▶ **TEXTAUSZUG**
---------------
Wie hoch diese Hemmschwelle ist, zeigte sich nach einer amerikanischen Studie  im Zweiten Weltkrieg: Nur 15 Prozent der Soldaten schossen demnach tatsächlich  gezielt auf ihre Feinde. Die Mehrheit habe lieber absichtlich daneben gezielt.  Schon im Vietnam- Krieg war dann laut Grossman durch Training zu reflexartigem  Schießen die Rate der gezielten Schüsse auf 90 Prozent gestiegen. Heute üben  Soldaten und Polizisten mit Computersimulationen, die dann in kaum abgewandelter  Form auf den Spielemarkt kommen - und Kinder zum Töten konditionierten, wie  Grossmann überzeugt ist.

Als Beispiel nennt er den 14-jährigen Michael Carneal, der 1997 in Paducah  binnen zwanzig Sekunden acht Mal auf acht verschiedene Kinder schoss. Jeder  Schuss war ein Treffer in den Oberkörper oder Kopf. Er hatte noch nie zuvor eine  echte Waffe in der Hand gehabt.
---------------
▶ **DATENSATZAUSZUG**
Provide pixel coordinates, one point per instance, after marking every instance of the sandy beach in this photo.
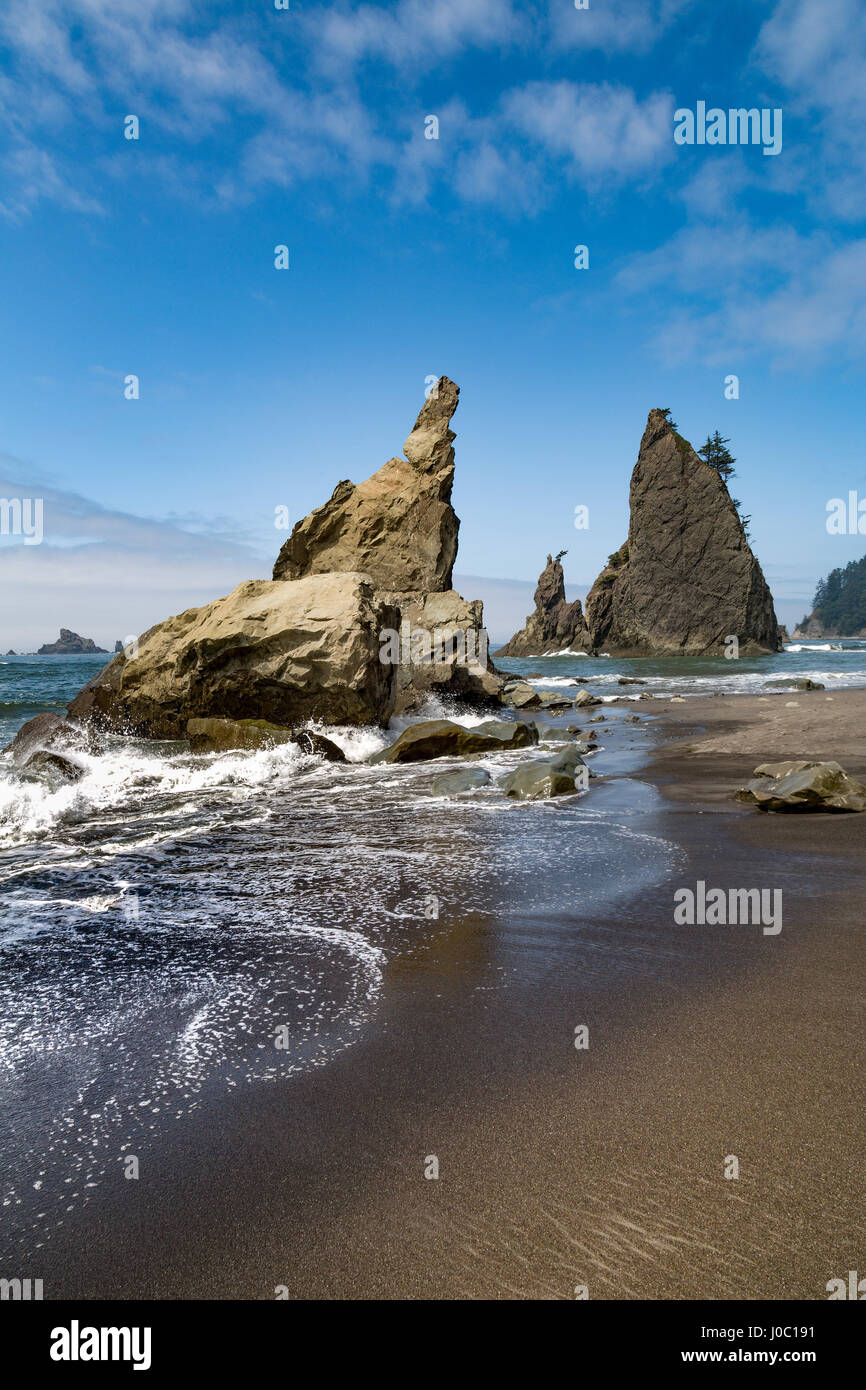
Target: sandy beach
---------------
▶ **ZU ERLEDIGEN**
[1] Gib bitte aus dem Textauszug den Abschnitt wieder, der bei „Wie hoch diese“ anfängt und bei „Grossmann überzeugt ist.“ aufhört.
[2] Nenne alle Zahlen, die im Textauszug in Ziffern geschrieben stehen, in der Reihenfolge ihres Vorkommens.

▶ **DIE LÖSUNGEN**
[1]
Wie hoch diese Hemmschwelle ist, zeigte sich nach einer amerikanischen Studie  im Zweiten Weltkrieg: Nur 15 Prozent der Soldaten schossen demnach tatsächlich  gezielt auf ihre Feinde. Die Mehrheit habe lieber absichtlich daneben gezielt.  Schon im Vietnam- Krieg war dann laut Grossman durch Training zu reflexartigem  Schießen die Rate der gezielten Schüsse auf 90 Prozent gestiegen. Heute üben  Soldaten und Polizisten mit Computersimulationen, die dann in kaum abgewandelter  Form auf den Spielemarkt kommen - und Kinder zum Töten konditionierten, wie  Grossmann überzeugt ist.

[2] 15, 90, 14, 1997